## [STORED DATA]
§

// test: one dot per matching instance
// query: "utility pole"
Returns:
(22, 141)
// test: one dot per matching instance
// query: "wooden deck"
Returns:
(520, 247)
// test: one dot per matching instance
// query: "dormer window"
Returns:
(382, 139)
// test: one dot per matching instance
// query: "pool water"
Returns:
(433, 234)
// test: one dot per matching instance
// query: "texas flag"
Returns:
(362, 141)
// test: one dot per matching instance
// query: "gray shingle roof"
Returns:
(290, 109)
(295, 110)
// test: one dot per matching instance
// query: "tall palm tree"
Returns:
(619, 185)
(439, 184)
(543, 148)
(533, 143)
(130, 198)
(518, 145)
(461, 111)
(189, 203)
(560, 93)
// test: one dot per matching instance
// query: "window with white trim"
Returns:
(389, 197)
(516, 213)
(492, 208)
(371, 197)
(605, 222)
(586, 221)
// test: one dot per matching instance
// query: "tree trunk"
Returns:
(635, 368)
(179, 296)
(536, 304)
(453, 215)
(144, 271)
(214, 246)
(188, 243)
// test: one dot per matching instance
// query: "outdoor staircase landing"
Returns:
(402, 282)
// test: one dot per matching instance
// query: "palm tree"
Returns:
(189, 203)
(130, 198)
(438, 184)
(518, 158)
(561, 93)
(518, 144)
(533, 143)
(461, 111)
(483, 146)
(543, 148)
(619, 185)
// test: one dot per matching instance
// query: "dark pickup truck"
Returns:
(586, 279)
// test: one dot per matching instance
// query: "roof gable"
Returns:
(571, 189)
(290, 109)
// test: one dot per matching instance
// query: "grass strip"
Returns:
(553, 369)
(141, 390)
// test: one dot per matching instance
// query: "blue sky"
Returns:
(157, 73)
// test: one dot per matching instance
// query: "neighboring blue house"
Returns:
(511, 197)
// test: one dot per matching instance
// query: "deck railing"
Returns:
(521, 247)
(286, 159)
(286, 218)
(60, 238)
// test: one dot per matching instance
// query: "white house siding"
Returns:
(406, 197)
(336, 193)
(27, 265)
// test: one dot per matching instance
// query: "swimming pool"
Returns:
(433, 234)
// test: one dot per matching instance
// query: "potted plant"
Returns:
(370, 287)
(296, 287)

§

In how many lines of the material does the word "deck" appear? Give only the number.

## [EXPECTED ANSWER]
2